* [CONSEGNA]
Individua tutte le righe delle voci in cui compare la parola "appear" e ricopiale.

* [VOCI FORNITE]
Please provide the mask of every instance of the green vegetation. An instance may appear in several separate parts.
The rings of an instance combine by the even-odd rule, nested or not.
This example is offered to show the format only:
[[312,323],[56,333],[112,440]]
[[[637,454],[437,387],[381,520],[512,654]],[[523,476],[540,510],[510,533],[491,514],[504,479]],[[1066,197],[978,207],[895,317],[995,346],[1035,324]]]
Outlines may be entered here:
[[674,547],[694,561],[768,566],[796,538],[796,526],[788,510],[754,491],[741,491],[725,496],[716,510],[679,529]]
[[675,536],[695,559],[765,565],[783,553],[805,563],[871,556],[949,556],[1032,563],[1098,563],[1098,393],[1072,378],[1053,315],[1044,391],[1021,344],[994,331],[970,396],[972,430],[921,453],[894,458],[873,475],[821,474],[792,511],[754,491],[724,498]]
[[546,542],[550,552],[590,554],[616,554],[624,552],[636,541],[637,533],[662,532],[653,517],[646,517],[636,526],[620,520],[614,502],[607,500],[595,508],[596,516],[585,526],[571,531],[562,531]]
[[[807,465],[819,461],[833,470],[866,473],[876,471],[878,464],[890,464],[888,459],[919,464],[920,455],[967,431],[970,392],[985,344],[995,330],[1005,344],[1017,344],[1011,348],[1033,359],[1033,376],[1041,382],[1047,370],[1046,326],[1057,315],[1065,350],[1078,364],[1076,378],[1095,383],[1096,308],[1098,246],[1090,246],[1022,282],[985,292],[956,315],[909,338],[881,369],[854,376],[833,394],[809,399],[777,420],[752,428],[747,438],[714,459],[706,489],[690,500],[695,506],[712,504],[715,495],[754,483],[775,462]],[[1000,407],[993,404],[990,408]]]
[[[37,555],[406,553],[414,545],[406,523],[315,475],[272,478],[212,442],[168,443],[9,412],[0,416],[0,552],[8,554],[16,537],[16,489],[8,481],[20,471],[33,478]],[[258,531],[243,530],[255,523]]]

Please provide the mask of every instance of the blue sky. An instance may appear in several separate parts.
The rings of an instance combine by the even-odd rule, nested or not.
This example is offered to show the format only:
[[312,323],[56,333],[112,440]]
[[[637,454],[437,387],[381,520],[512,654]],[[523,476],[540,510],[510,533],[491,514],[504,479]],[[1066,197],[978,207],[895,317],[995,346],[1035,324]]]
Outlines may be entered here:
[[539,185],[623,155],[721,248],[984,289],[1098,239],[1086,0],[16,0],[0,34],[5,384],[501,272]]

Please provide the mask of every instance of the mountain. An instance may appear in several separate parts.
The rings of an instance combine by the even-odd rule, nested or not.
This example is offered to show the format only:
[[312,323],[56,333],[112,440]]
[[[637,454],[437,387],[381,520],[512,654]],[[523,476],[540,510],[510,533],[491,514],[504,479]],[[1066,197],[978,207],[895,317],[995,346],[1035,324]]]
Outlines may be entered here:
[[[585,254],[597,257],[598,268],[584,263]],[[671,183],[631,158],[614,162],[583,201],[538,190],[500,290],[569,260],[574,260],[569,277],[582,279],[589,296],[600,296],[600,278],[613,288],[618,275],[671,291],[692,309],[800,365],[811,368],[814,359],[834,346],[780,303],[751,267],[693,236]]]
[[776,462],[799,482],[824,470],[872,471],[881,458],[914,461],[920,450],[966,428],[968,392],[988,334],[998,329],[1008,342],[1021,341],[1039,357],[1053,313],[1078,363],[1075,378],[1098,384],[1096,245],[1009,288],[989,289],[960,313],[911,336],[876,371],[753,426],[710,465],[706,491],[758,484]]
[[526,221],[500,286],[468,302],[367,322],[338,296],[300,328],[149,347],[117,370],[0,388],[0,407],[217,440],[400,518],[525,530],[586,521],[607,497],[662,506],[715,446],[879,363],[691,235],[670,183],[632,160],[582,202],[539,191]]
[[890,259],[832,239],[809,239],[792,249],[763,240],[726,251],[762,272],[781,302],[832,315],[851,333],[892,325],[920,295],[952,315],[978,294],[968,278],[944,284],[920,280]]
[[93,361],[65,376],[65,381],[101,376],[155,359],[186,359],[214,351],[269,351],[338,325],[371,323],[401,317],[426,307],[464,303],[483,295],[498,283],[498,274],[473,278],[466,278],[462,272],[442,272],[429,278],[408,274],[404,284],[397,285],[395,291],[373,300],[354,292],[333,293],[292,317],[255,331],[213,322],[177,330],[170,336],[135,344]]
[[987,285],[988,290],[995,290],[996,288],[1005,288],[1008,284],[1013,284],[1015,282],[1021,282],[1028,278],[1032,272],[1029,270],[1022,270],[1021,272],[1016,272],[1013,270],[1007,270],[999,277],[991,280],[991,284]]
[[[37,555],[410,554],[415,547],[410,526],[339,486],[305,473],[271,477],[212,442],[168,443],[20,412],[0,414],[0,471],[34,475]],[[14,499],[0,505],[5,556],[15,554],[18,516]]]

* [SOLUZIONE DELL'ESERCIZIO]
Please provide the mask of every instance of the green vegetation. An instance may appear in several separate parts.
Please provide the mask of every instance of the blue sky. An instance may appear in several separate parts.
Please provide the mask of every instance of the mountain. An instance may appear in several separate parts.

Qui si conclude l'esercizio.